[Opening Data under study section]

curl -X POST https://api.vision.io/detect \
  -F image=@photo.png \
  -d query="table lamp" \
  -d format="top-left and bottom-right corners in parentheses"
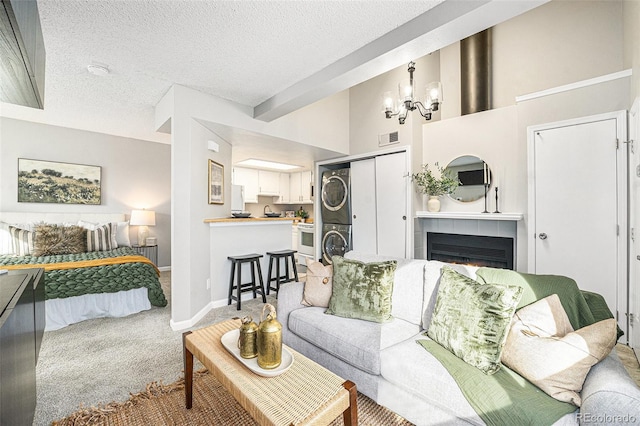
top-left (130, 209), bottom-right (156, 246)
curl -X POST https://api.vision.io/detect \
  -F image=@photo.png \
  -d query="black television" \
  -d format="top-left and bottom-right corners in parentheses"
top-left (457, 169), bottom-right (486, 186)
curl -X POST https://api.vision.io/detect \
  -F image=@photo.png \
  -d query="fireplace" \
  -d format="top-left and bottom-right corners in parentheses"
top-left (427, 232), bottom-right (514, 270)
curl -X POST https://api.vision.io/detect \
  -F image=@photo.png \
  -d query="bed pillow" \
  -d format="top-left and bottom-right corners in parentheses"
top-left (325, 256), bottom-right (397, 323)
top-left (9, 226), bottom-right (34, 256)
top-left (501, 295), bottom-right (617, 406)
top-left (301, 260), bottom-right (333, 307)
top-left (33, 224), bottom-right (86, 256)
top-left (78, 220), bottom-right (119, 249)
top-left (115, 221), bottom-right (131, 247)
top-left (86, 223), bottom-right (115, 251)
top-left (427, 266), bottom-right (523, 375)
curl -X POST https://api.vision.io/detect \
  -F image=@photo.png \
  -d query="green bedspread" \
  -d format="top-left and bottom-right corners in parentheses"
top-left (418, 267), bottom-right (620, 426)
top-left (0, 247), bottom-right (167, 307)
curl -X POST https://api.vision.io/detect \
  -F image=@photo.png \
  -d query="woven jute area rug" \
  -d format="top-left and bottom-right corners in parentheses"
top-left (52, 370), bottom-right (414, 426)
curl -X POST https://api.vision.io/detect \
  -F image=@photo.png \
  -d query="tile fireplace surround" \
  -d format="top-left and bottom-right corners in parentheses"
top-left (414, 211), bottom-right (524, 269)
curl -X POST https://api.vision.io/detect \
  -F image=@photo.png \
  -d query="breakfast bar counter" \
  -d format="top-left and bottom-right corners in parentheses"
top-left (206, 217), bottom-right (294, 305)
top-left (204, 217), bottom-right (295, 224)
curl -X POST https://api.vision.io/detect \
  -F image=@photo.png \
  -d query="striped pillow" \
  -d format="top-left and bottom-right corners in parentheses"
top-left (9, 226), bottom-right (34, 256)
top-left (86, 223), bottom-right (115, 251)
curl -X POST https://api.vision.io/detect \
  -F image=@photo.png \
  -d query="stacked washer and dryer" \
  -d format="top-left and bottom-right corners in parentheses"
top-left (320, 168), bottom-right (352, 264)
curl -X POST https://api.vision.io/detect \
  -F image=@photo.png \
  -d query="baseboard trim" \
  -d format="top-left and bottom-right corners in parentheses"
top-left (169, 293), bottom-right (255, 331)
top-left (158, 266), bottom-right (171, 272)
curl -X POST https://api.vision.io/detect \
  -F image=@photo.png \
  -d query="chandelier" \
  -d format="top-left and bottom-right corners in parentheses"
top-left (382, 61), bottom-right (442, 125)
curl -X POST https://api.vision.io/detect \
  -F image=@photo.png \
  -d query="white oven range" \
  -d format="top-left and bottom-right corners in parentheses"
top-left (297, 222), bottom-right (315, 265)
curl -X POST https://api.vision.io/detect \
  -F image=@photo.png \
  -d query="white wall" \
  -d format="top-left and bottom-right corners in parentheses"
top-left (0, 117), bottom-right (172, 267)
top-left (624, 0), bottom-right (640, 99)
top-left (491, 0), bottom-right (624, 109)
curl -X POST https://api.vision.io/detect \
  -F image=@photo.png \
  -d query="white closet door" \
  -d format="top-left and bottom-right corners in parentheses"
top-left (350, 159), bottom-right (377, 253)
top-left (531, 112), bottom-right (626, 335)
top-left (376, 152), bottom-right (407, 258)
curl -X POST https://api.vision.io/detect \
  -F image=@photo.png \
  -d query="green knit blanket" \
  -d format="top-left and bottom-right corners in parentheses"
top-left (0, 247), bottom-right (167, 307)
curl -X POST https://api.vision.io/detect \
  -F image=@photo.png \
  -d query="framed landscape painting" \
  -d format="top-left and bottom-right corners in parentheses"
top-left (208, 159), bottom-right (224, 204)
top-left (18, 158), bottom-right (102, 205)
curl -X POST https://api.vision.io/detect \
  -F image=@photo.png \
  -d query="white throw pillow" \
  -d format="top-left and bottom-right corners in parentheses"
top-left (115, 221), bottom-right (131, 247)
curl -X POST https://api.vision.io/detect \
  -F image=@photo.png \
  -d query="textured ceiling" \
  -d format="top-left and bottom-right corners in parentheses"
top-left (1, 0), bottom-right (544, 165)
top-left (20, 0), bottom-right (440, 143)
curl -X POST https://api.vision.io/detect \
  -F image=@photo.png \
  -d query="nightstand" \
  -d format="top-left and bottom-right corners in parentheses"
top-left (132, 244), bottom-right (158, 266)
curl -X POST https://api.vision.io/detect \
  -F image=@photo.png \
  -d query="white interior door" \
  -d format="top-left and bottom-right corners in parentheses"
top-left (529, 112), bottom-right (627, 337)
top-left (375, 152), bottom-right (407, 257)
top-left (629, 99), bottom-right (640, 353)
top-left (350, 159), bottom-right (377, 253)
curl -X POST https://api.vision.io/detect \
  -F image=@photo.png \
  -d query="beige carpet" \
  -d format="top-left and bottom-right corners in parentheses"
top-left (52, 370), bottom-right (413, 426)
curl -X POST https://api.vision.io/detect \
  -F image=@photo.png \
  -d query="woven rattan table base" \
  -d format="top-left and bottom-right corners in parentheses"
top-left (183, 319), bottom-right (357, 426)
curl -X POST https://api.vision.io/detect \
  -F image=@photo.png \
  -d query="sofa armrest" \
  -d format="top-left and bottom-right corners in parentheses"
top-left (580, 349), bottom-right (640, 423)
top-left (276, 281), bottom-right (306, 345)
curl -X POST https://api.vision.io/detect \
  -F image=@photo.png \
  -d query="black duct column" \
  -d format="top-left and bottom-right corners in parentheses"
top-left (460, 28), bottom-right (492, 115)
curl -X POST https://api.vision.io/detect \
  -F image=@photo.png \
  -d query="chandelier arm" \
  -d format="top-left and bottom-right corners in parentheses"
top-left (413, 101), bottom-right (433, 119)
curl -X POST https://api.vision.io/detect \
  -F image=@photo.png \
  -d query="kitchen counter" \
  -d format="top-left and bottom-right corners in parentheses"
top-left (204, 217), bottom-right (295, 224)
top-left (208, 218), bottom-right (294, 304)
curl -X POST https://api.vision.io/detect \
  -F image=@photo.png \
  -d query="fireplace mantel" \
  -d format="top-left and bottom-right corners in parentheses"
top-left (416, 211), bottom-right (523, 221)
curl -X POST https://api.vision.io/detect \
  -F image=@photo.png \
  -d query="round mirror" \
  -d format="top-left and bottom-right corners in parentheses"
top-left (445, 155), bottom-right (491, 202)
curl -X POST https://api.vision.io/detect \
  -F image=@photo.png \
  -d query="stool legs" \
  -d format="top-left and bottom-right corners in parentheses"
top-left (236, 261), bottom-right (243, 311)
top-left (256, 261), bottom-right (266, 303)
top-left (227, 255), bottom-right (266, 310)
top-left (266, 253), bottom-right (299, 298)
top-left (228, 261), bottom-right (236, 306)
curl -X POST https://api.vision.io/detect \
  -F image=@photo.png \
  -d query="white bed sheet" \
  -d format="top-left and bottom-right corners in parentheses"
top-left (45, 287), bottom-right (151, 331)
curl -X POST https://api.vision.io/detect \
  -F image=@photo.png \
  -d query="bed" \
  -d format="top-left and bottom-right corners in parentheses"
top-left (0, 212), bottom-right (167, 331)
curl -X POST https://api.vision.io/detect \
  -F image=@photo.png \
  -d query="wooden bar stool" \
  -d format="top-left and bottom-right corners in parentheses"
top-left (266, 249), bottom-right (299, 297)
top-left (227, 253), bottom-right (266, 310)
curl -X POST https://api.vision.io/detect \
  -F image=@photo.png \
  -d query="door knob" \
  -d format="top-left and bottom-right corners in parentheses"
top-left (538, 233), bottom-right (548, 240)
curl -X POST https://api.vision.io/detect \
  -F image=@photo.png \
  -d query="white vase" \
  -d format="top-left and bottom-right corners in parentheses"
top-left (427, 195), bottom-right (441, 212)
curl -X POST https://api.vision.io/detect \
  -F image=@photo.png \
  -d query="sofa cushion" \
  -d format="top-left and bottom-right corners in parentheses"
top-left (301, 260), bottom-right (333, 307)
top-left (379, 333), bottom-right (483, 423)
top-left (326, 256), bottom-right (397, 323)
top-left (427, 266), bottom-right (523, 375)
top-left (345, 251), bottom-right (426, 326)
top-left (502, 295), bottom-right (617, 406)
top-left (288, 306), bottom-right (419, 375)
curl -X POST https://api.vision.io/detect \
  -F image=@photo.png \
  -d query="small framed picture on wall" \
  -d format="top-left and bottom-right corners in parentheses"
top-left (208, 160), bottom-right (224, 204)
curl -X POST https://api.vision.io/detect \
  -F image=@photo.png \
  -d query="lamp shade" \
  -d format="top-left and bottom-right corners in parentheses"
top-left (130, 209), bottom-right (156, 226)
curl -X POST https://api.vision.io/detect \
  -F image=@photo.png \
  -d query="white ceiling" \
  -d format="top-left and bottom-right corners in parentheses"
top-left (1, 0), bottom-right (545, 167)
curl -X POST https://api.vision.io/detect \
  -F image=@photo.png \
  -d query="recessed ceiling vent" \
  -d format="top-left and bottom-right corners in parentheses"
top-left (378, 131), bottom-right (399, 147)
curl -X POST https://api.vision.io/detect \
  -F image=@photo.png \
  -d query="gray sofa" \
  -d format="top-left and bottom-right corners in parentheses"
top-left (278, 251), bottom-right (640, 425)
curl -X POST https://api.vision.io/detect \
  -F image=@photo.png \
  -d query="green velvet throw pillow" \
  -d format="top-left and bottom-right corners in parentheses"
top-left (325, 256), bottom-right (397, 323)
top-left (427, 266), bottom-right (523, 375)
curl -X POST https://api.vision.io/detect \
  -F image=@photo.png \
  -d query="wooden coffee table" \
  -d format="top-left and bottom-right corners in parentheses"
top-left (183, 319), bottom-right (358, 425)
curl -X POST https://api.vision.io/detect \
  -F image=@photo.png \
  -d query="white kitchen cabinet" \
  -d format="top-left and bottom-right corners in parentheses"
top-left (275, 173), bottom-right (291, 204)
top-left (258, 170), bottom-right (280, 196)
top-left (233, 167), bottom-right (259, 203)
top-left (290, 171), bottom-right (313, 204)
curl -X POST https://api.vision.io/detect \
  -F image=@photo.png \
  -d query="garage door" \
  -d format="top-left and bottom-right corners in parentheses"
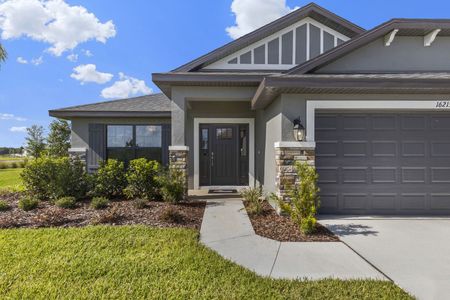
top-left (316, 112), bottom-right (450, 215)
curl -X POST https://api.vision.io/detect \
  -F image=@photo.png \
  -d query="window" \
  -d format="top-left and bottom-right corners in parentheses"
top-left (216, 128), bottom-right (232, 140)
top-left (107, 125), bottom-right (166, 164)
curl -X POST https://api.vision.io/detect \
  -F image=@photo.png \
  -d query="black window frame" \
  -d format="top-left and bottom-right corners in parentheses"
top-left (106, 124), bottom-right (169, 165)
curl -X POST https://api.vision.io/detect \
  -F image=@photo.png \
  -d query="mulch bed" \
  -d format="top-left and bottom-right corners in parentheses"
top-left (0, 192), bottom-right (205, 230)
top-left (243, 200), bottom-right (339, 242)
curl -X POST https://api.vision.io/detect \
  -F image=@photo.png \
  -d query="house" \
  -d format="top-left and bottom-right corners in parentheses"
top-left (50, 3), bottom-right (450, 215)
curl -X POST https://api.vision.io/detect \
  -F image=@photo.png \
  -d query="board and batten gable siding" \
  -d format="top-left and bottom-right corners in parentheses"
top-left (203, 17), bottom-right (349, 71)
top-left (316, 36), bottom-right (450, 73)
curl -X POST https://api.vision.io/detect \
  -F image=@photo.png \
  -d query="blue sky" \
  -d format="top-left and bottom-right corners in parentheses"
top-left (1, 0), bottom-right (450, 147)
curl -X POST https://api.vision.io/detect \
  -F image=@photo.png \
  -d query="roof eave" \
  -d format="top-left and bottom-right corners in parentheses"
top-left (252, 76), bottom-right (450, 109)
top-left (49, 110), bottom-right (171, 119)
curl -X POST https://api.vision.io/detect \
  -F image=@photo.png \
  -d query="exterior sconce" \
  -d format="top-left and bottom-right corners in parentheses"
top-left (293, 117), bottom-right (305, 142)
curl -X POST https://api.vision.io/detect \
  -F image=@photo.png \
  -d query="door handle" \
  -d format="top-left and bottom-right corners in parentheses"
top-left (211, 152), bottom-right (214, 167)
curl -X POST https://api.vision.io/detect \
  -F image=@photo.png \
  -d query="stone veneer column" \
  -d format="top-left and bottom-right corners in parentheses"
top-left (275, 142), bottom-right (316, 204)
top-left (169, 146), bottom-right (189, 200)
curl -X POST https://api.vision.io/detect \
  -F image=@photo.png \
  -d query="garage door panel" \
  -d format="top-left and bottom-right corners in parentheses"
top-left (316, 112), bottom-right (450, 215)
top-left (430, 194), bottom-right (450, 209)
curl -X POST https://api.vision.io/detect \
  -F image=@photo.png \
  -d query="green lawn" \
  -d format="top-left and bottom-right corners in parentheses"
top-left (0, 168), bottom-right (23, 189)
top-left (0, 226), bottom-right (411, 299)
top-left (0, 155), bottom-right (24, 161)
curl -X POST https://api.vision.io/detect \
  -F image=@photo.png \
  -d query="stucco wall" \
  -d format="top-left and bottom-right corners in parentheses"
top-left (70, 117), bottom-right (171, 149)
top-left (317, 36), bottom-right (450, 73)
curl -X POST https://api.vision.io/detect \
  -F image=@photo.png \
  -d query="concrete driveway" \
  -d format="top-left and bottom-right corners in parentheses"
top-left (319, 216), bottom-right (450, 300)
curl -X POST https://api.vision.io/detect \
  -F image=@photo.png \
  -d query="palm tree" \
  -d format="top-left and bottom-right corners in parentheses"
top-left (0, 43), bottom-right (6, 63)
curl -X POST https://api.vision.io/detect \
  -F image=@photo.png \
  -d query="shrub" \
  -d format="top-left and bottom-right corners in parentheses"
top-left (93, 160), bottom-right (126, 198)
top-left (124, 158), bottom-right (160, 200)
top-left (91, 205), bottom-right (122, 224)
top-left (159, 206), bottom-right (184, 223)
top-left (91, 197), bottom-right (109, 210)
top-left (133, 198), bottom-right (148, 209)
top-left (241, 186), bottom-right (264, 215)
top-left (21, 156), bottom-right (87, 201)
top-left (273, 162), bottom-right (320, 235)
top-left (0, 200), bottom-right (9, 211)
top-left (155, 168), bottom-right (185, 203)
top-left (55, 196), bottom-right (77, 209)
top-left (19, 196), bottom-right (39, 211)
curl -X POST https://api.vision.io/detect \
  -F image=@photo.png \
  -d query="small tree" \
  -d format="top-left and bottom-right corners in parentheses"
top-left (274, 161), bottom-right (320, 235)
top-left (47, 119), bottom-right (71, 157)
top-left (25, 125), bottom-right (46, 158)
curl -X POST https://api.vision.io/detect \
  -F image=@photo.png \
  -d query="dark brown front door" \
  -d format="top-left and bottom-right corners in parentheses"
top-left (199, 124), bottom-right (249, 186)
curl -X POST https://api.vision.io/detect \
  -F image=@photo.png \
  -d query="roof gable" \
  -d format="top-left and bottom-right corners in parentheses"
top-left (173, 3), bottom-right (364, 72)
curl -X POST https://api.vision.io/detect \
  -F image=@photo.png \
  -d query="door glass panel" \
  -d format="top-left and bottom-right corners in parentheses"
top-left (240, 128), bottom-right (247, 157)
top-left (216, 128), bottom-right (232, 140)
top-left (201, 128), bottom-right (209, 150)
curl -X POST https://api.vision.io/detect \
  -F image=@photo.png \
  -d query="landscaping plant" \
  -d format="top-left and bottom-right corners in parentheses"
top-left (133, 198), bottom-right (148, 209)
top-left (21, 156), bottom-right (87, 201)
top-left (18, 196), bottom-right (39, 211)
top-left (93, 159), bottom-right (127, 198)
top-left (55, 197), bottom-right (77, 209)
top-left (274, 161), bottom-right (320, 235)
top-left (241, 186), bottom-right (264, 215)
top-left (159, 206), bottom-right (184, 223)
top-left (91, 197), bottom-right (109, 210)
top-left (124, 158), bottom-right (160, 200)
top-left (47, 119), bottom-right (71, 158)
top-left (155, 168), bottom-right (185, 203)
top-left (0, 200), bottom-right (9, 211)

[Closing Data under study section]

■ How to complete this task ■
Provide the number of lines above that include the string "column", with no other words.

■ Answer to this task ■
2